- [Text block]:
On quarter-to quarter basis, gross profit decreased by RMB18.2million or 53.6% compared to 2QFY2008 and gross profit margin reduced by 3.4% to 14.7% from 18.1% in 2QFY2008. This is due to the substantial reduction in orders and price adjustment from a major customer in China as mentioned above.
Other operating income
Other operating income decreased by RMB3.1million or 59.4% to RMB2.1million in 1HFY2009 compared to 1HFY2008 and on quarter-to-quarter basis, a decrease of RMB4.4million or 97.0% compared to 2QFY2008. The decrease was mainly due to a tax incentive of RMB1.8million received from China tax authority under export incentive scheme and RMB2.0million of foreign currency exchange gain resulted from the appreciation of USD and Zloty against China Yuan in 1HFY2008.
Administration expense
Administration expenses decreased by RMB6.2million or 16.8% to RMB30.6million in 1HFY2009 compared to 1HFY2008 and on quarter-to-quarter basis, a decrease of RMB4.4million or 22.2% compared to 2QFY2008. The decrease was contributed by the closure of the two branches in China towards the end of FY2008.
Finance cost
Finance cost decreased by RMB3.2million or 52.4% to RMB2.9million in 1HFY2009 compared to 1HFY2008 and on quarter-to-quarter basis, a decrease of RMB1.8million or 61.0% compared to 2QFY2008. The decrease was mainly due to repayment of bank loans and lower interest rate on renewal of existing loans.
Income tax expense
Income tax expense decreased by RMB5.7million or 73.1% compared to 1HFY2008 is attributed to the lower profit before tax and a tax grant of RMB0.8million received from China tax authority on research and development incentive scheme.
Net profit and Net profit margin
The net profit decreased by RMB19.7million or 77.8% to RMB5.6million in 1HFY2009 and net profit margin decreased by 4.1% from 6.5% in 1HFY2008 to 2.4% in 1HFY2009.
On quarter-to-quarter basis, a net loss of RMB0.7milion was recorded. The net loss was largely resulted from the substantial reduction in orders in China and price adjustment for a major customer in China moderated by the increase in sales orders from the Group's subsidiary in Poland.
REVIEW OF PERFORMANCE - 2QFY2009 VS FY2008
Current assets
Cash and bank balance representing 20.7% of the Group's total assets was RMB3.0million or 2.61% lower compared to FY2008. The decrease was due to repayment to bank loans.

- [Directions for this task]:
Answer these from the performance review text:
(a) What does the text give as the cause of the drop in administration expenses?
(b) What was the finance cost in 1HFY2009?
(c) What was the net profit margin in 1HFY2009?

- [Listed entries]:
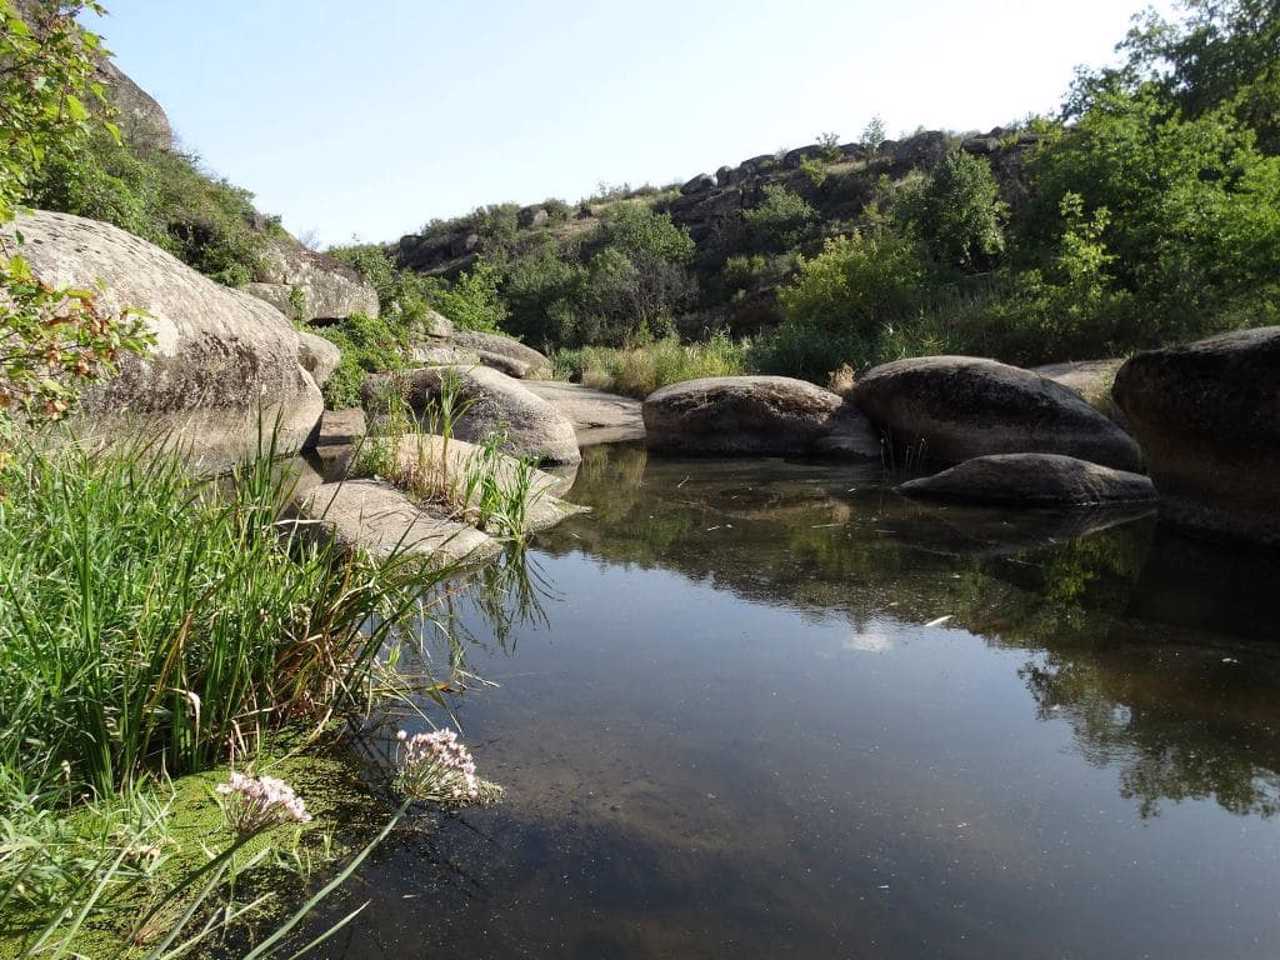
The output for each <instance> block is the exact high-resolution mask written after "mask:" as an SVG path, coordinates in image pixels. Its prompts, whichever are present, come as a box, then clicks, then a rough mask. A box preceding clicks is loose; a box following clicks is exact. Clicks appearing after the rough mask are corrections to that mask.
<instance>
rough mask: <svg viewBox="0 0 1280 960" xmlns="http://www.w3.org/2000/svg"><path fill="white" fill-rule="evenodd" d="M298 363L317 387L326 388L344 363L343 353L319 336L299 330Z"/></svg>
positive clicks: (328, 341) (298, 333) (303, 330)
mask: <svg viewBox="0 0 1280 960" xmlns="http://www.w3.org/2000/svg"><path fill="white" fill-rule="evenodd" d="M298 362H300V364H302V369H303V370H306V371H307V372H308V374H311V379H312V380H315V381H316V387H324V385H325V383H328V380H329V378H330V376H333V371H334V370H337V369H338V365H339V364H340V362H342V351H340V349H338V347H337V344H334V343H332V342H330V340H326V339H325V338H324V337H320V335H319V334H315V333H308V332H306V330H298Z"/></svg>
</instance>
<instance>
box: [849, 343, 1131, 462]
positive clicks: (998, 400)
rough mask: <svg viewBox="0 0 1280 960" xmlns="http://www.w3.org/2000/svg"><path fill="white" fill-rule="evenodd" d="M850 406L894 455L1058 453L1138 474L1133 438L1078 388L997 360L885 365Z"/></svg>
mask: <svg viewBox="0 0 1280 960" xmlns="http://www.w3.org/2000/svg"><path fill="white" fill-rule="evenodd" d="M854 402H856V403H858V406H859V407H860V408H861V411H863V412H864V413H865V415H867V416H868V417H869V419H870V421H872V422H873V424H874V425H876V426H878V428H879V429H881V430H883V431H884V433H886V434H887V435H888V439H890V442H891V443H892V444H893V447H895V449H897V451H910V452H911V453H913V456H916V457H919V456H923V457H924V460H925V461H927V462H932V463H941V465H954V463H959V462H961V461H965V460H972V458H974V457H983V456H988V454H993V453H1061V454H1064V456H1068V457H1078V458H1080V460H1087V461H1091V462H1093V463H1102V465H1103V466H1108V467H1115V468H1116V470H1130V471H1139V470H1140V468H1142V453H1140V451H1139V449H1138V445H1137V444H1135V443H1134V440H1133V438H1132V436H1129V435H1128V434H1126V433H1125V431H1124V430H1121V429H1120V428H1119V426H1116V425H1115V424H1114V422H1111V421H1110V420H1108V419H1107V417H1105V416H1103V415H1102V413H1100V412H1098V411H1096V410H1093V407H1091V406H1089V404H1088V403H1087V402H1085V401H1084V399H1083V398H1082V397H1080V394H1078V393H1075V390H1071V389H1069V388H1066V387H1062V385H1061V384H1057V383H1053V381H1052V380H1048V379H1046V378H1043V376H1039V375H1038V374H1034V372H1032V371H1029V370H1021V369H1020V367H1015V366H1009V365H1006V364H1000V362H996V361H995V360H980V358H978V357H918V358H914V360H899V361H895V362H892V364H884V365H883V366H878V367H876V369H873V370H870V371H869V372H867V374H865V375H864V376H863V378H861V379H860V380H859V381H858V385H856V387H855V389H854ZM922 447H923V451H922Z"/></svg>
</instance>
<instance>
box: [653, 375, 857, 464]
mask: <svg viewBox="0 0 1280 960" xmlns="http://www.w3.org/2000/svg"><path fill="white" fill-rule="evenodd" d="M844 406H845V403H844V401H842V399H841V398H840V397H837V396H836V394H835V393H832V392H831V390H824V389H822V388H820V387H814V385H813V384H812V383H806V381H804V380H792V379H791V378H787V376H713V378H707V379H703V380H686V381H685V383H677V384H671V385H669V387H663V388H662V389H660V390H657V392H654V393H652V394H649V397H648V398H646V399H645V402H644V425H645V438H646V440H648V444H649V447H650V448H652V449H660V451H675V452H680V453H719V454H745V456H804V454H808V453H814V452H817V451H815V445H817V444H818V442H819V440H822V439H823V438H827V436H829V435H831V434H832V433H833V430H835V429H836V426H837V422H838V419H840V415H841V413H842V412H845V411H844ZM854 416H856V413H854Z"/></svg>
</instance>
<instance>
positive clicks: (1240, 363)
mask: <svg viewBox="0 0 1280 960" xmlns="http://www.w3.org/2000/svg"><path fill="white" fill-rule="evenodd" d="M1114 396H1115V399H1116V403H1119V406H1120V408H1121V410H1123V411H1124V412H1125V416H1126V417H1128V420H1129V424H1130V425H1132V428H1133V431H1134V434H1135V435H1137V436H1138V439H1139V440H1140V442H1142V448H1143V451H1144V452H1146V453H1147V457H1148V458H1149V461H1151V475H1152V477H1153V479H1155V481H1156V488H1157V489H1158V490H1160V511H1161V513H1162V515H1164V516H1166V517H1167V518H1170V520H1172V521H1174V522H1176V524H1181V525H1184V526H1189V527H1196V529H1198V530H1203V531H1207V532H1211V534H1219V535H1224V536H1229V538H1234V539H1243V540H1252V541H1256V543H1263V544H1270V545H1280V326H1268V328H1262V329H1257V330H1239V332H1236V333H1229V334H1224V335H1221V337H1213V338H1211V339H1207V340H1202V342H1199V343H1192V344H1188V346H1184V347H1167V348H1165V349H1158V351H1151V352H1149V353H1139V355H1138V356H1135V357H1133V358H1130V360H1129V361H1128V362H1126V364H1125V365H1124V366H1123V367H1121V369H1120V372H1119V374H1117V375H1116V383H1115V388H1114Z"/></svg>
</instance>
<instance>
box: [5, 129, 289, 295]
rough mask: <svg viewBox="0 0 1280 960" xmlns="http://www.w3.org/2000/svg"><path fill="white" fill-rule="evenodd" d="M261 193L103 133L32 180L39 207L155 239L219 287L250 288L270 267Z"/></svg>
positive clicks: (143, 236)
mask: <svg viewBox="0 0 1280 960" xmlns="http://www.w3.org/2000/svg"><path fill="white" fill-rule="evenodd" d="M252 198H253V195H252V193H250V192H248V191H246V189H242V188H239V187H234V186H232V184H230V183H228V182H227V180H223V179H219V178H216V177H211V175H210V174H207V173H205V172H204V170H201V169H200V165H198V159H197V157H195V156H189V155H183V154H178V152H174V151H169V150H157V148H150V147H145V146H131V145H127V143H118V142H116V141H115V140H114V138H113V137H111V136H109V133H106V132H99V133H97V134H96V136H93V137H92V138H90V140H88V141H87V142H83V143H63V145H60V147H59V148H58V150H55V151H54V152H51V154H50V159H49V163H47V164H46V165H45V168H44V169H42V170H41V172H40V174H38V175H36V177H33V178H32V182H31V184H29V191H28V195H27V202H28V204H31V205H32V206H37V207H44V209H47V210H59V211H61V212H68V214H77V215H79V216H87V218H90V219H93V220H104V221H106V223H110V224H114V225H116V227H119V228H120V229H123V230H128V232H129V233H132V234H136V236H138V237H142V238H143V239H147V241H151V242H152V243H155V244H156V246H157V247H160V248H161V250H165V251H168V252H170V253H173V255H174V256H175V257H178V259H179V260H182V261H183V262H184V264H187V265H188V266H192V268H195V269H196V270H200V271H201V273H202V274H205V275H207V276H211V278H212V279H215V280H218V282H219V283H225V284H227V285H229V287H242V285H244V284H246V283H248V282H250V280H252V279H253V278H255V276H257V275H259V274H260V273H261V270H262V255H264V251H265V250H266V243H268V234H266V232H265V230H262V229H256V228H255V224H256V223H257V221H259V220H260V219H261V218H259V214H257V211H256V210H255V209H253V204H252Z"/></svg>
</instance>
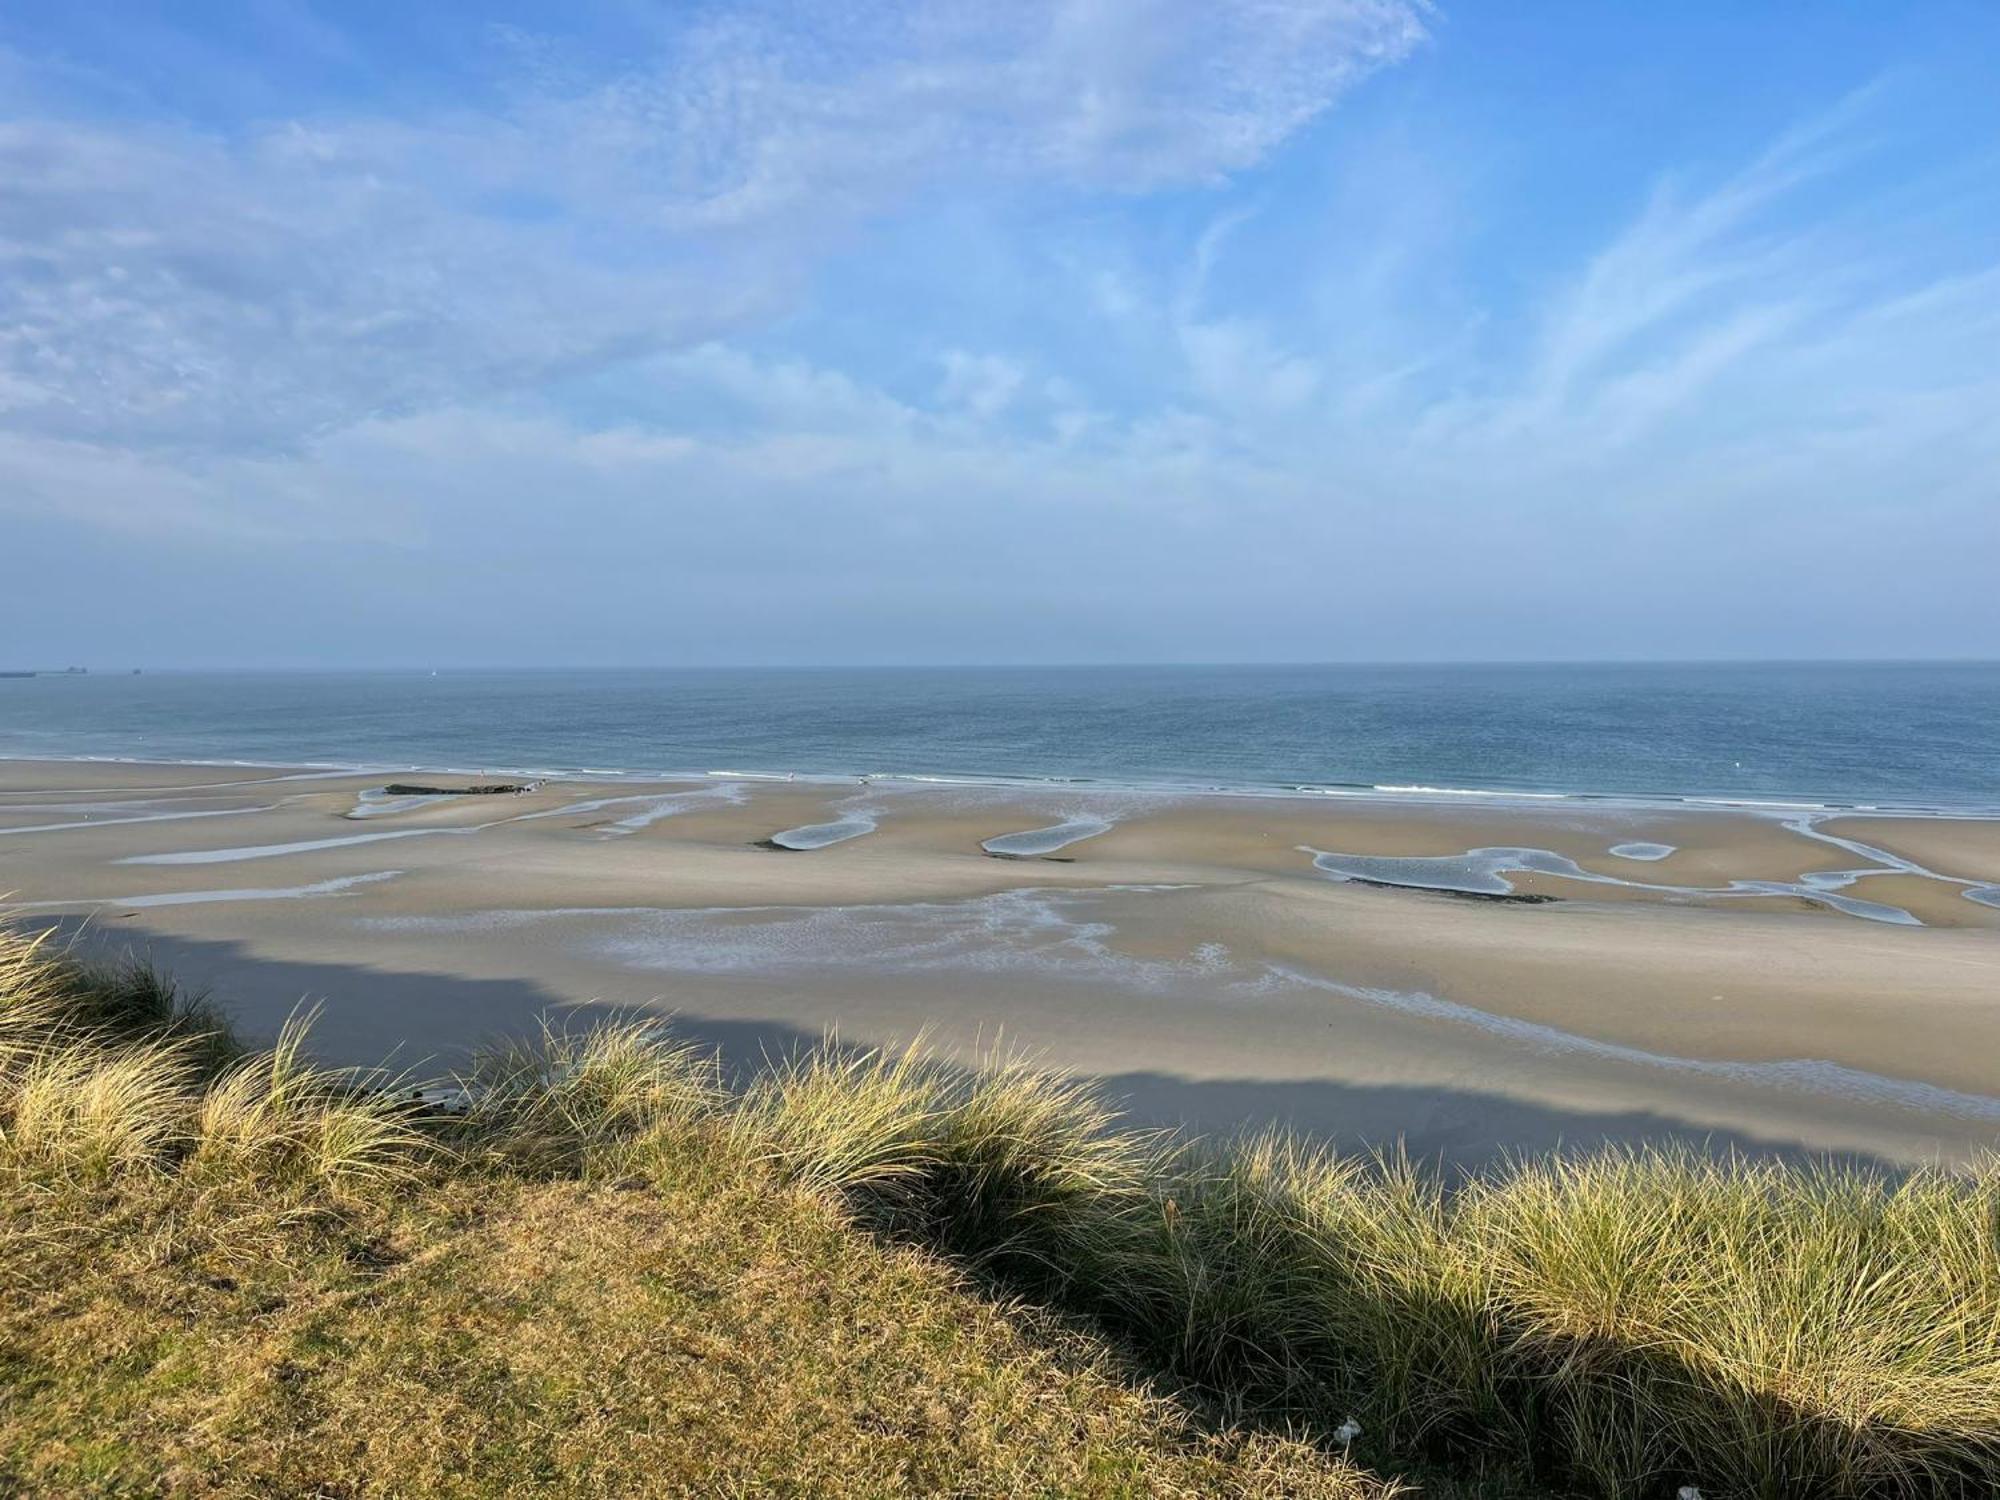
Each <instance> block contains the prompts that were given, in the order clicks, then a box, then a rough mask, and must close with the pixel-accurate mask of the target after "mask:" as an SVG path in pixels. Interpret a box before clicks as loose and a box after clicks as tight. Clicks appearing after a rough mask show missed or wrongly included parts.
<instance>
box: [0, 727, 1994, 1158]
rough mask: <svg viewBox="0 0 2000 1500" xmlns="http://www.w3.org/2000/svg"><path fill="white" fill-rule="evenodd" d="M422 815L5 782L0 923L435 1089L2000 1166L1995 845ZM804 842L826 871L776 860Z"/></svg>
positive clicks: (1238, 821)
mask: <svg viewBox="0 0 2000 1500" xmlns="http://www.w3.org/2000/svg"><path fill="white" fill-rule="evenodd" d="M386 780H390V778H384V776H380V774H348V772H312V770H258V768H244V766H234V768H232V766H158V764H104V762H0V890H6V892H10V908H8V910H10V914H12V918H14V920H18V922H26V924H32V922H48V924H62V926H64V930H66V932H72V934H76V942H80V944H82V946H86V948H90V950H94V952H114V954H116V952H126V950H130V952H136V954H142V956H150V958H154V960H156V962H160V964H164V966H170V968H172V970H174V972H176V974H180V976H182V978H184V980H188V982H190V984H194V986H212V988H214V990H216V994H218V996H220V998H224V1000H226V1004H228V1006H230V1008H232V1010H234V1014H236V1016H238V1018H240V1020H242V1024H244V1026H246V1028H248V1030H250V1032H252V1034H268V1032H272V1030H276V1026H278V1024H282V1020H284V1018H286V1016H288V1014H292V1012H294V1010H296V1008H298V1006H302V1004H320V1006H322V1010H320V1018H318V1022H316V1032H314V1034H316V1046H318V1050H320V1052H322V1054H324V1056H328V1058H334V1060H340V1062H358V1064H374V1062H382V1060H384V1058H394V1062H396V1066H406V1068H412V1070H416V1072H436V1070H444V1068H450V1066H458V1064H460V1062H462V1060H464V1056H466V1048H470V1046H472V1044H478V1042H480V1040H490V1038H494V1036H500V1034H506V1032H518V1030H524V1028H528V1026H534V1024H536V1022H538V1018H540V1016H544V1014H550V1016H556V1018H558V1020H560V1018H566V1016H590V1014H600V1012H604V1010H618V1008H634V1006H644V1008H654V1010H660V1012H672V1014H674V1016H676V1018H678V1024H680V1026H682V1028H686V1030H688V1032H690V1034H694V1036H702V1038H708V1040H714V1042H718V1044H722V1046H724V1048H726V1052H728V1054H730V1056H734V1058H740V1060H742V1058H754V1056H758V1054H760V1052H768V1050H784V1048H788V1046H794V1044H798V1042H802V1040H816V1038H820V1036H822V1034H824V1032H828V1030H838V1034H840V1038H842V1040H848V1042H900V1040H908V1038H914V1036H918V1034H922V1036H926V1038H928V1040H930V1042H932V1044H936V1046H940V1048H946V1050H952V1052H956V1054H962V1056H976V1054H980V1052H986V1050H992V1048H996V1046H1004V1048H1020V1050H1028V1052H1034V1054H1038V1056H1042V1058H1044V1060H1046V1062H1052V1064H1058V1066H1066V1068H1076V1070H1086V1072H1092V1074H1098V1076H1104V1078H1106V1080H1110V1086H1112V1088H1114V1092H1118V1094H1120V1096H1124V1098H1126V1100H1128V1106H1130V1110H1132V1112H1134V1116H1138V1118H1146V1120H1160V1122H1174V1124H1178V1122H1190V1124H1194V1126H1200V1128H1206V1130H1232V1128H1244V1126H1260V1124H1268V1122H1286V1124H1294V1126H1300V1128H1310V1130H1316V1132H1324V1134H1328V1136H1332V1138H1336V1140H1340V1142H1344V1144H1394V1142H1396V1140H1402V1142H1404V1144H1406V1146H1408V1148H1410V1150H1412V1152H1418V1154H1426V1156H1430V1154H1436V1156H1444V1158H1448V1160H1458V1162H1482V1160H1490V1158H1492V1156H1496V1154H1502V1152H1510V1150H1542V1148H1548V1146H1556V1144H1578V1146H1588V1144H1596V1142H1602V1140H1640V1138H1652V1140H1658V1138H1670V1136H1678V1138H1688V1140H1702V1142H1708V1144H1712V1146H1734V1148H1742V1150H1758V1152H1762V1150H1776V1152H1798V1150H1806V1152H1828V1150H1830V1152H1854V1154H1864V1156H1876V1158H1884V1160H1916V1158H1934V1156H1942V1158H1946V1160H1958V1158H1964V1156H1966V1154H1970V1152H1974V1150H1980V1148H1986V1146H1990V1144H1992V1142H1994V1140H1996V1138H2000V1068H1996V1064H1994V1058H1996V1056H2000V1004H1996V1000H2000V904H1996V902H2000V892H1994V890H1992V882H1994V880H1996V878H2000V822H1994V820H1976V818H1964V820H1952V818H1902V816H1898V818H1888V816H1882V818H1876V816H1856V814H1842V816H1820V814H1804V812H1800V810H1784V808H1762V810H1748V808H1688V806H1636V804H1634V806H1620V804H1602V806H1600V804H1582V802H1572V800H1532V798H1522V800H1518V802H1512V804H1510V802H1498V800H1478V802H1474V800H1446V798H1434V800H1392V798H1336V796H1202V794H1164V792H1136V790H1132V792H1116V790H1104V788H1064V786H1050V788H1024V786H1012V784H1010V786H976V784H922V782H866V784H856V782H846V784H832V782H780V780H738V778H724V776H710V778H688V780H676V782H640V780H626V778H592V780H566V782H546V784H542V786H536V788H534V790H530V792H522V794H504V796H438V798H426V796H404V798H394V796H384V794H382V788H384V784H386ZM402 780H410V782H426V784H436V786H466V784H470V782H472V780H476V778H468V776H446V774H430V776H414V774H412V776H404V778H402ZM794 830H798V836H796V838H792V842H802V844H820V842H824V846H820V848H804V850H788V848H776V846H772V842H770V840H774V838H778V840H780V842H784V838H786V836H788V834H792V832H794ZM1038 830H1060V832H1050V834H1044V836H1040V838H1028V840H1010V842H1018V844H1024V846H1028V848H1046V850H1048V852H1046V854H1042V856H1032V854H1030V856H1018V858H996V856H992V854H988V852H986V850H984V848H982V844H984V842H988V840H1008V836H1010V834H1036V832H1038ZM1072 838H1074V842H1064V840H1072ZM828 840H830V842H828ZM1050 846H1052V848H1050ZM1474 850H1480V852H1482V854H1478V856H1474V854H1472V852H1474ZM1614 850H1616V852H1614ZM1382 860H1388V864H1380V862H1382ZM1524 866H1532V868H1524ZM1856 872H1866V874H1856ZM1734 882H1742V884H1734ZM1426 884H1428V886H1436V884H1460V886H1492V884H1498V886H1500V888H1498V890H1462V892H1452V890H1436V888H1418V886H1426ZM1842 902H1844V904H1846V906H1842Z"/></svg>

- [Solution]:
(a) The closure of the two branches in China towards the end of FY2008.
(b) RMB2.9million.
(c) 2.4%.